Exercise inputs:
========================================
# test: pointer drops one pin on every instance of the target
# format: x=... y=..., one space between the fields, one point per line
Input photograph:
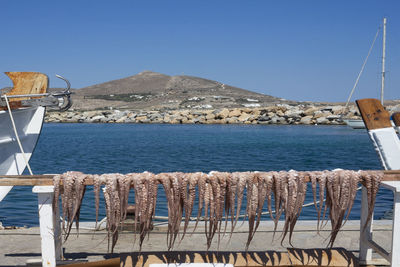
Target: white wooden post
x=395 y=253
x=365 y=233
x=50 y=232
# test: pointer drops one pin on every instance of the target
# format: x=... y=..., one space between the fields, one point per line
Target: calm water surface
x=103 y=148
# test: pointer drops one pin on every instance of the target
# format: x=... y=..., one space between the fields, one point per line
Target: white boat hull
x=355 y=124
x=29 y=123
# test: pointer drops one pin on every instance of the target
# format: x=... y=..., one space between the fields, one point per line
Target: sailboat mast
x=383 y=59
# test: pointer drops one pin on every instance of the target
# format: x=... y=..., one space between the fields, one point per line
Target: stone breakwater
x=277 y=114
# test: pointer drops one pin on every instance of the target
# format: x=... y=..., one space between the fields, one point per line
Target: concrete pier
x=17 y=246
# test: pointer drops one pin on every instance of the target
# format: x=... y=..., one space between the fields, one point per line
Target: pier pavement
x=17 y=246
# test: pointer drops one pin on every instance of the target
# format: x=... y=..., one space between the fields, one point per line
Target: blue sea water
x=124 y=148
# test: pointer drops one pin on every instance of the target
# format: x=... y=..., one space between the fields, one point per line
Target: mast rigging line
x=362 y=68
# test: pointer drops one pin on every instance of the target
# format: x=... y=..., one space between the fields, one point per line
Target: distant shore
x=274 y=114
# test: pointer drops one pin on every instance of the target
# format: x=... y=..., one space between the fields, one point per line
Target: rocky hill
x=155 y=91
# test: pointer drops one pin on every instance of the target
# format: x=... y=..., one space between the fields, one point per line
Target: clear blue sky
x=299 y=50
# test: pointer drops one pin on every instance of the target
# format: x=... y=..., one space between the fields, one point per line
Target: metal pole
x=383 y=59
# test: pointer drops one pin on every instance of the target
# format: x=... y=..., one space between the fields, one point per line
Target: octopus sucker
x=239 y=194
x=252 y=204
x=201 y=185
x=371 y=181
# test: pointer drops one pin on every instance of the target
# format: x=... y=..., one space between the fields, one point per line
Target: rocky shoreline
x=275 y=114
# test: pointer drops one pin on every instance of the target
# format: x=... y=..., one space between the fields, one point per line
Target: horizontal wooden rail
x=47 y=179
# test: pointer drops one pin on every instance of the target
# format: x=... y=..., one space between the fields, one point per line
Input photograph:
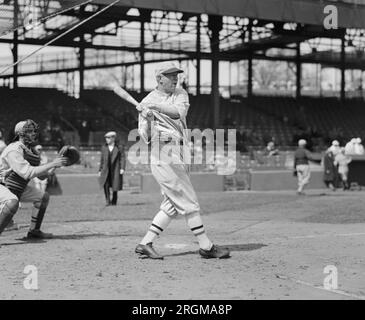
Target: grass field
x=280 y=245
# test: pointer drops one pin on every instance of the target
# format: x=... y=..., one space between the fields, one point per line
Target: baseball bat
x=127 y=97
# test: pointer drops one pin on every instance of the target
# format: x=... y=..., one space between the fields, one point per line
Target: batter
x=170 y=106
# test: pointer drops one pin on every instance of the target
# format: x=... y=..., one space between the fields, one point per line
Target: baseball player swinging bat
x=127 y=97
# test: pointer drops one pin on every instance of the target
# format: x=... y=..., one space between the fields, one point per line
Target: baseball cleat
x=147 y=251
x=38 y=234
x=12 y=226
x=215 y=252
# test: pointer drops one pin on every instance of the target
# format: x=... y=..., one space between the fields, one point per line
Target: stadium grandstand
x=269 y=68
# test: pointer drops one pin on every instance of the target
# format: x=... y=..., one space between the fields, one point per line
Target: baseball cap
x=19 y=127
x=166 y=68
x=110 y=134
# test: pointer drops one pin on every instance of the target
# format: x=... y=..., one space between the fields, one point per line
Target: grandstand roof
x=351 y=13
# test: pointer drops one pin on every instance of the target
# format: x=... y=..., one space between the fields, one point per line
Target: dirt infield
x=280 y=245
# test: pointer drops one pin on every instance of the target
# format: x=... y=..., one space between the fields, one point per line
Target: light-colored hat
x=19 y=127
x=166 y=68
x=110 y=134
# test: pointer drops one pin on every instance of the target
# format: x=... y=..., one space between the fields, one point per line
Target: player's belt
x=15 y=183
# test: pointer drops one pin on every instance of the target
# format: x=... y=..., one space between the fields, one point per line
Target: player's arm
x=23 y=168
x=101 y=161
x=177 y=110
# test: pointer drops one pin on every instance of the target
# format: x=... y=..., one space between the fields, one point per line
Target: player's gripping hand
x=145 y=111
x=59 y=162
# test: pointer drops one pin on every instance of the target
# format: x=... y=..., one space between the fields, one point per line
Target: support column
x=15 y=45
x=298 y=73
x=142 y=51
x=250 y=70
x=81 y=66
x=343 y=69
x=15 y=59
x=198 y=48
x=215 y=24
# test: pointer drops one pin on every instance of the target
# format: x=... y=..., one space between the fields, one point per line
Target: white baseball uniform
x=168 y=147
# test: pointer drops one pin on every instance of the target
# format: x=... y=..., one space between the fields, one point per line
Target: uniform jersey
x=163 y=127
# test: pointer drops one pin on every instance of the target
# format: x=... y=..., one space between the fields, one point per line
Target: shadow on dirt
x=23 y=241
x=232 y=247
x=89 y=235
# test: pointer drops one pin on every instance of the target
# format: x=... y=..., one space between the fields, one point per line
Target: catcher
x=19 y=164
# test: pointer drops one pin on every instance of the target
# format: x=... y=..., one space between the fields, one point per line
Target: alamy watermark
x=210 y=147
x=331 y=19
x=31 y=280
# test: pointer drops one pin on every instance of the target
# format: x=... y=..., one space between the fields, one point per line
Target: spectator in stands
x=358 y=147
x=46 y=134
x=2 y=142
x=335 y=147
x=270 y=150
x=330 y=170
x=84 y=132
x=112 y=166
x=241 y=139
x=57 y=136
x=301 y=165
x=228 y=121
x=342 y=161
x=350 y=146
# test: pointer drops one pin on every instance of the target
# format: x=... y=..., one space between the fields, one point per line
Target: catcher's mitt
x=71 y=153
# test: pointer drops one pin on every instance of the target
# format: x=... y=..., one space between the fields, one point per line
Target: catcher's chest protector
x=15 y=183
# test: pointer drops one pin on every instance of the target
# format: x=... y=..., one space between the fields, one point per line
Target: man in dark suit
x=112 y=166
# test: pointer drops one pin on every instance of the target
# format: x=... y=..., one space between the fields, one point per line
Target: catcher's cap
x=19 y=127
x=110 y=134
x=166 y=68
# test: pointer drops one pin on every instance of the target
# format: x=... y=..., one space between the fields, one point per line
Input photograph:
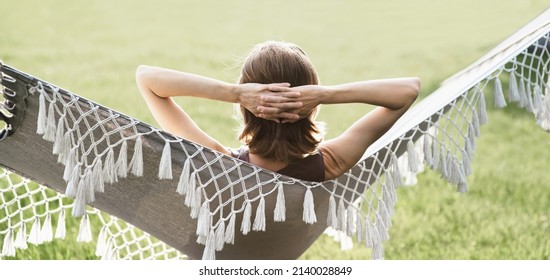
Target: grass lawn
x=93 y=48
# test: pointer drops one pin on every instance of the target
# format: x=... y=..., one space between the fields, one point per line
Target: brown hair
x=279 y=62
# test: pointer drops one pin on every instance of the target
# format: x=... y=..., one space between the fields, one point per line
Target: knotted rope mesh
x=98 y=147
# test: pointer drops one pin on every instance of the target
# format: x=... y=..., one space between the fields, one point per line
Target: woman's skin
x=280 y=103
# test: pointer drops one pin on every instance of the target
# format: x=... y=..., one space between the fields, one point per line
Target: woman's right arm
x=392 y=96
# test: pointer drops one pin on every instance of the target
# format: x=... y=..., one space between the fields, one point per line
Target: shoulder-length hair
x=279 y=62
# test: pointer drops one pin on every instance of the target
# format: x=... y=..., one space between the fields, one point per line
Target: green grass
x=93 y=48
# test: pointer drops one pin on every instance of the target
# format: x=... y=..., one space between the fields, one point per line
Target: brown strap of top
x=310 y=168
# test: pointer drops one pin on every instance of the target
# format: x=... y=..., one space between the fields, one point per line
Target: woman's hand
x=274 y=102
x=273 y=105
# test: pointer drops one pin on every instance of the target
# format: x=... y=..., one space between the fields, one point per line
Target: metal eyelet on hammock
x=15 y=92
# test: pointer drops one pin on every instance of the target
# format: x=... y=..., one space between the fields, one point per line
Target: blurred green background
x=92 y=48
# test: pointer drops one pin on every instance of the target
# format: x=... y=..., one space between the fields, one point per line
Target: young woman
x=279 y=93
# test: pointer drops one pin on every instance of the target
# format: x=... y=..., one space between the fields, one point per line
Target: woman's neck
x=266 y=163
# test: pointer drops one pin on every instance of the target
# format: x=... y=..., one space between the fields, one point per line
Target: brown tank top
x=310 y=168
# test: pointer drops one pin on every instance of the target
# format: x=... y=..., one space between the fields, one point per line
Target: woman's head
x=279 y=62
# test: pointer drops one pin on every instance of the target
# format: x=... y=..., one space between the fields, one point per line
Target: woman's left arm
x=158 y=85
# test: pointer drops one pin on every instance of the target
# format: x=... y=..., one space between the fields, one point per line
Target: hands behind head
x=278 y=102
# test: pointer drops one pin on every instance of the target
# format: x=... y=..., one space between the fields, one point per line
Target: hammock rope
x=226 y=199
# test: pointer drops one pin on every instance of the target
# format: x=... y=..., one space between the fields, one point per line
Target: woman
x=279 y=93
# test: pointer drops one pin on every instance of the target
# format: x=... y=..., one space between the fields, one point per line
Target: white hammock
x=207 y=205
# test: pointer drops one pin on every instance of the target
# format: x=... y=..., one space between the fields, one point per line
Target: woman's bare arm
x=158 y=86
x=392 y=96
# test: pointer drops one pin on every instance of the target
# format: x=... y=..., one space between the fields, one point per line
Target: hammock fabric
x=207 y=205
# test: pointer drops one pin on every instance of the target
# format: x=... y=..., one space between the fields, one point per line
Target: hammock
x=139 y=182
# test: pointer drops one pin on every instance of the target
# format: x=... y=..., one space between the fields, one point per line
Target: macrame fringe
x=41 y=121
x=245 y=224
x=165 y=166
x=280 y=207
x=184 y=178
x=49 y=131
x=136 y=164
x=413 y=158
x=220 y=236
x=46 y=234
x=59 y=144
x=259 y=220
x=309 y=216
x=21 y=237
x=229 y=236
x=61 y=230
x=332 y=218
x=34 y=235
x=499 y=95
x=84 y=232
x=109 y=171
x=122 y=162
x=513 y=91
x=101 y=242
x=204 y=220
x=209 y=252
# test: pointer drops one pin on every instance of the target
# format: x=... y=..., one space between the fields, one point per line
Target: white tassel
x=73 y=181
x=475 y=124
x=482 y=108
x=309 y=216
x=523 y=95
x=229 y=236
x=280 y=207
x=21 y=237
x=8 y=249
x=190 y=192
x=109 y=252
x=428 y=151
x=165 y=166
x=101 y=242
x=79 y=207
x=70 y=164
x=382 y=230
x=84 y=232
x=109 y=172
x=97 y=179
x=245 y=225
x=530 y=105
x=60 y=231
x=34 y=235
x=46 y=234
x=513 y=91
x=332 y=218
x=220 y=236
x=136 y=164
x=414 y=161
x=341 y=215
x=259 y=220
x=184 y=177
x=196 y=204
x=369 y=233
x=59 y=144
x=466 y=163
x=395 y=173
x=209 y=252
x=359 y=227
x=65 y=149
x=537 y=101
x=41 y=121
x=49 y=132
x=350 y=229
x=122 y=161
x=499 y=95
x=204 y=221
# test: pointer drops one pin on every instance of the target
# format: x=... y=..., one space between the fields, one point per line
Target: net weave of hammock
x=142 y=182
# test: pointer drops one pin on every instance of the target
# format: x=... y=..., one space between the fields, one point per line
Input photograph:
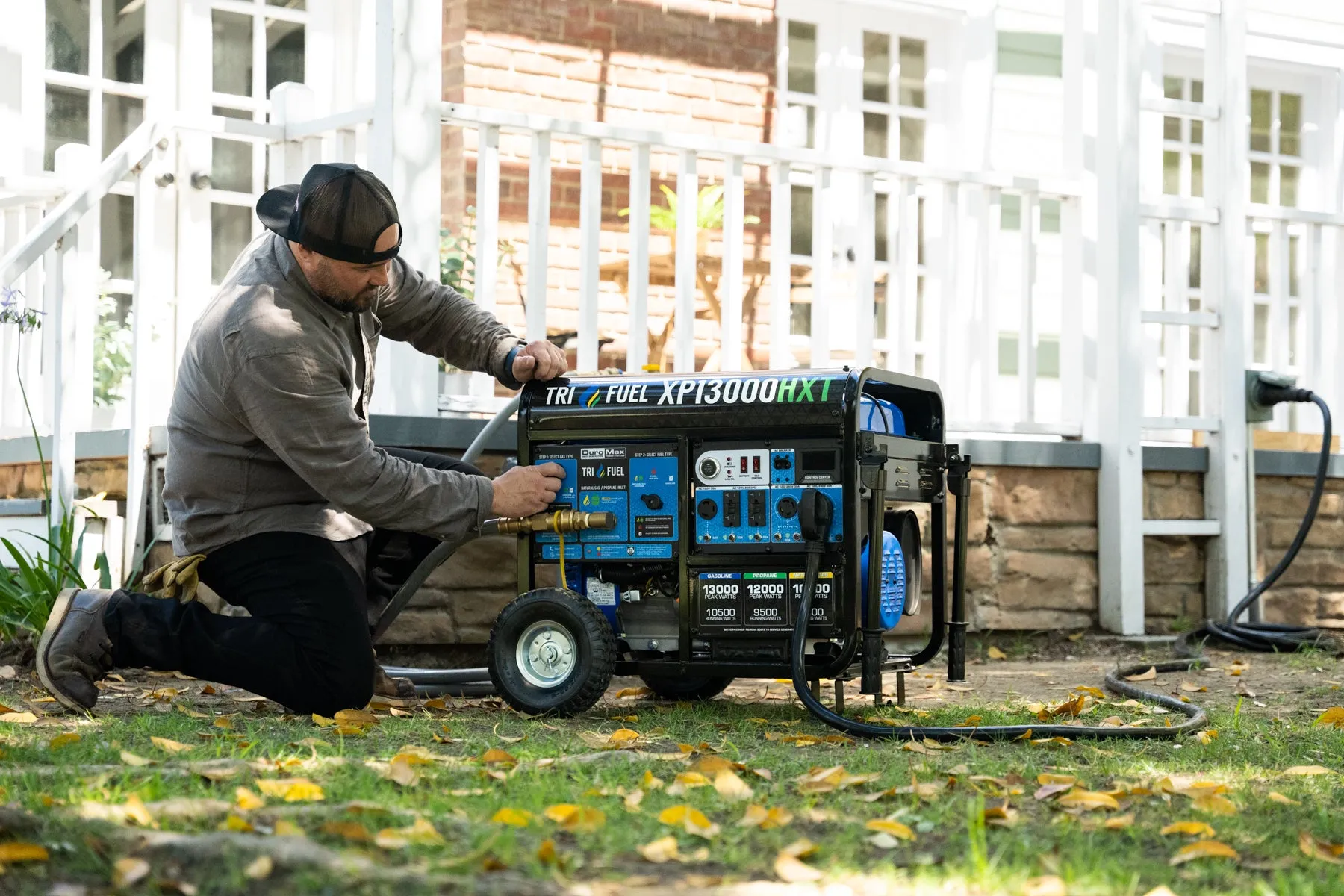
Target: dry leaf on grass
x=497 y=756
x=1203 y=849
x=893 y=828
x=765 y=818
x=19 y=852
x=732 y=788
x=515 y=817
x=660 y=850
x=1192 y=828
x=128 y=871
x=1048 y=886
x=691 y=820
x=246 y=800
x=1332 y=716
x=290 y=788
x=260 y=868
x=1323 y=849
x=421 y=833
x=1216 y=805
x=577 y=818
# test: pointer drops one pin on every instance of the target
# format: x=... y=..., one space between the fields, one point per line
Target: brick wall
x=688 y=66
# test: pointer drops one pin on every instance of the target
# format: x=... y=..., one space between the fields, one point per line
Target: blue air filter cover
x=893 y=600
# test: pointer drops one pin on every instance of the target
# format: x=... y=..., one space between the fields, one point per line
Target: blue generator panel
x=784 y=514
x=732 y=516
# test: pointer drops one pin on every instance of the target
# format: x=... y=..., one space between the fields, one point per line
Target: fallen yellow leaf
x=1332 y=716
x=1308 y=770
x=691 y=820
x=128 y=871
x=515 y=817
x=893 y=828
x=497 y=756
x=1048 y=886
x=1203 y=849
x=260 y=868
x=1088 y=800
x=571 y=817
x=1192 y=828
x=1216 y=805
x=246 y=800
x=660 y=850
x=730 y=786
x=20 y=852
x=356 y=718
x=1320 y=849
x=290 y=788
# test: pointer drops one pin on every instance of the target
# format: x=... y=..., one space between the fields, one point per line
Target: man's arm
x=441 y=321
x=300 y=408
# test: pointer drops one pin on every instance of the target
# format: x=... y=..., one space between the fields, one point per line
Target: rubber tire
x=593 y=638
x=692 y=688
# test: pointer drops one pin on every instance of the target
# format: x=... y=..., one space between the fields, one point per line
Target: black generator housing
x=702 y=576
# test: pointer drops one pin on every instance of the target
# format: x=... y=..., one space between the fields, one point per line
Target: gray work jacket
x=269 y=426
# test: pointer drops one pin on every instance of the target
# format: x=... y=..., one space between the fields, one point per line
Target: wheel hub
x=546 y=655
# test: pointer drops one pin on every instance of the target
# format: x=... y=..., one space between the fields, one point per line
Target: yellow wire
x=556 y=527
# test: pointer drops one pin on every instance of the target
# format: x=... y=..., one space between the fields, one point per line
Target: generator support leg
x=959 y=484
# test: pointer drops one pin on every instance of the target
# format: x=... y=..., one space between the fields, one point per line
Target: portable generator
x=721 y=526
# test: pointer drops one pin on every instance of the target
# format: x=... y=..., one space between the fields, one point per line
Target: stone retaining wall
x=1031 y=561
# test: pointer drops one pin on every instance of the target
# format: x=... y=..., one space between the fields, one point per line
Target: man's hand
x=527 y=489
x=539 y=361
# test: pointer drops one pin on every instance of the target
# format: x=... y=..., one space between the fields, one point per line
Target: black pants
x=307 y=644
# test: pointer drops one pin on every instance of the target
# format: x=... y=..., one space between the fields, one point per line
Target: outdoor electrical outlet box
x=1257 y=413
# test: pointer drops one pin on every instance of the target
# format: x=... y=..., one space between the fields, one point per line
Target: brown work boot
x=74 y=650
x=394 y=692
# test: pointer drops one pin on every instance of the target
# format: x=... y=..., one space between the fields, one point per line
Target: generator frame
x=870 y=464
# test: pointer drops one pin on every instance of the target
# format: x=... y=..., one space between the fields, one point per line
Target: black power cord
x=815 y=516
x=1268 y=637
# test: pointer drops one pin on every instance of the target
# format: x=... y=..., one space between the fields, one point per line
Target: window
x=1276 y=148
x=898 y=124
x=1026 y=53
x=242 y=77
x=1183 y=141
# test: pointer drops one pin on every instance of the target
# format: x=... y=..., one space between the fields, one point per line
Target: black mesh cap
x=337 y=211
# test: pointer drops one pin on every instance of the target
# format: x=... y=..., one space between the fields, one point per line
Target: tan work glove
x=175 y=581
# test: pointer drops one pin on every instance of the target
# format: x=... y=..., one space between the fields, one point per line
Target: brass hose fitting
x=551 y=521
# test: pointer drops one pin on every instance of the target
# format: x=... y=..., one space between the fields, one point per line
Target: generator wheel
x=551 y=652
x=691 y=688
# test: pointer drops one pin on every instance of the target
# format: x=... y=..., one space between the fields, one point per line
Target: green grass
x=953 y=847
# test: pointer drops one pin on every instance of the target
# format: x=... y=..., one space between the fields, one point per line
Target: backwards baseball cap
x=337 y=211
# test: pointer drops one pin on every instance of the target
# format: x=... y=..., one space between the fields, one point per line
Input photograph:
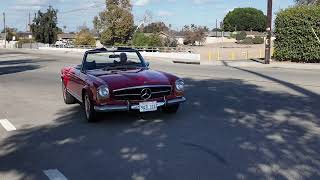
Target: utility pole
x=216 y=28
x=5 y=30
x=269 y=33
x=29 y=29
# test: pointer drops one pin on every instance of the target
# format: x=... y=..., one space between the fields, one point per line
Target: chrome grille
x=134 y=93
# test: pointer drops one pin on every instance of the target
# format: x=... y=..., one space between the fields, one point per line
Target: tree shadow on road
x=228 y=129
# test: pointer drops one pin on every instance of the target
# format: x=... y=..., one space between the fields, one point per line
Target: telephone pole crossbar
x=269 y=33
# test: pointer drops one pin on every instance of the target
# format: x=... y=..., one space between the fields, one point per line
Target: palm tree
x=308 y=2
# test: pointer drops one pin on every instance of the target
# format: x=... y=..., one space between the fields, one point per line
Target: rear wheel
x=89 y=109
x=171 y=109
x=67 y=97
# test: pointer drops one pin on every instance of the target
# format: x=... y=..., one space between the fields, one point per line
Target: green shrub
x=295 y=39
x=247 y=40
x=25 y=41
x=241 y=36
x=153 y=40
x=258 y=40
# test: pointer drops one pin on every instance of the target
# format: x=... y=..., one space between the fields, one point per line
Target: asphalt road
x=238 y=123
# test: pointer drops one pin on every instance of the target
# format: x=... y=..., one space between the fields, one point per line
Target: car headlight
x=103 y=91
x=179 y=85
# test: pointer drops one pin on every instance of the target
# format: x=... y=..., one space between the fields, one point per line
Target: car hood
x=130 y=78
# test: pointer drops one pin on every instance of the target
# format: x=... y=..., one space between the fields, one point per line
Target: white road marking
x=54 y=174
x=7 y=125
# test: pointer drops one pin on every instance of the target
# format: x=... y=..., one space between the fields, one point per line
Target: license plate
x=148 y=106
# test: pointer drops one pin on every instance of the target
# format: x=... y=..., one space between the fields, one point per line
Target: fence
x=139 y=48
x=244 y=53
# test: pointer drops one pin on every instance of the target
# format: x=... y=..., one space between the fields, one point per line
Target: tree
x=10 y=33
x=241 y=36
x=140 y=39
x=115 y=23
x=156 y=27
x=153 y=40
x=308 y=2
x=84 y=37
x=245 y=19
x=194 y=34
x=44 y=27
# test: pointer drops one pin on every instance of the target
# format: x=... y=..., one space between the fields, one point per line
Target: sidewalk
x=273 y=64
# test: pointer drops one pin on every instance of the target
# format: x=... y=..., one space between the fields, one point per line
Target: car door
x=74 y=83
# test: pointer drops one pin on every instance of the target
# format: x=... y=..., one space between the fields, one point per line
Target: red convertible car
x=120 y=80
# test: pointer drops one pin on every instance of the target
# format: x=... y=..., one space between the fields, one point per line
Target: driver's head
x=123 y=58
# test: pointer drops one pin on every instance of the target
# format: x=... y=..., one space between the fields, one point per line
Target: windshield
x=113 y=60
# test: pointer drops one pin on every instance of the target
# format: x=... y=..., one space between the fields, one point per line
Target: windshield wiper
x=126 y=67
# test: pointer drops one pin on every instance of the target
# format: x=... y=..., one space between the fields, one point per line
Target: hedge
x=295 y=39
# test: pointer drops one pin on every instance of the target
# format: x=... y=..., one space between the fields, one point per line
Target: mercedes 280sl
x=120 y=80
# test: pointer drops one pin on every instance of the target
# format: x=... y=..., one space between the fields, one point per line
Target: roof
x=66 y=36
x=111 y=49
x=218 y=34
x=24 y=34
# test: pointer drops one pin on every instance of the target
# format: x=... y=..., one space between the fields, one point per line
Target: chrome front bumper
x=112 y=108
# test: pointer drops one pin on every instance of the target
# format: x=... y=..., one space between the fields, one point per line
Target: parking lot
x=237 y=123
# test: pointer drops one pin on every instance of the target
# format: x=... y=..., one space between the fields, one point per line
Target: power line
x=95 y=5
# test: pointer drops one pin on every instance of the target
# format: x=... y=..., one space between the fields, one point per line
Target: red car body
x=77 y=83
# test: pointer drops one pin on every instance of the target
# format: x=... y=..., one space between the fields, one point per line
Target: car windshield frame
x=142 y=64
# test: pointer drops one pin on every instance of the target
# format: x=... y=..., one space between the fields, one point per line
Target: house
x=218 y=34
x=24 y=35
x=66 y=37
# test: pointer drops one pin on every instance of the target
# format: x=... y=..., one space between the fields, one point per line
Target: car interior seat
x=91 y=65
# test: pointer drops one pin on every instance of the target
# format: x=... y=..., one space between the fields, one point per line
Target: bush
x=258 y=40
x=25 y=41
x=140 y=39
x=295 y=39
x=241 y=36
x=247 y=40
x=245 y=19
x=85 y=38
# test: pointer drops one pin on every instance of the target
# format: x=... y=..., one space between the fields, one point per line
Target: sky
x=74 y=13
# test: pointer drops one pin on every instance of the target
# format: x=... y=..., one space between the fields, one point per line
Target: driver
x=123 y=58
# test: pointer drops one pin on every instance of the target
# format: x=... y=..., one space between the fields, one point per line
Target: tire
x=88 y=107
x=172 y=109
x=67 y=97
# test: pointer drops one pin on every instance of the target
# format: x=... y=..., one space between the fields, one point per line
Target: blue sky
x=74 y=13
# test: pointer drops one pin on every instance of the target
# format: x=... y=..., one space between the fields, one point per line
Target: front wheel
x=171 y=109
x=67 y=97
x=89 y=109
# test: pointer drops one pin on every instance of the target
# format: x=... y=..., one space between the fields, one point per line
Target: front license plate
x=148 y=106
========================================
Exercise aim:
How many lines of the records above contain the word "rocky"? Give only the number.

Response to the task:
2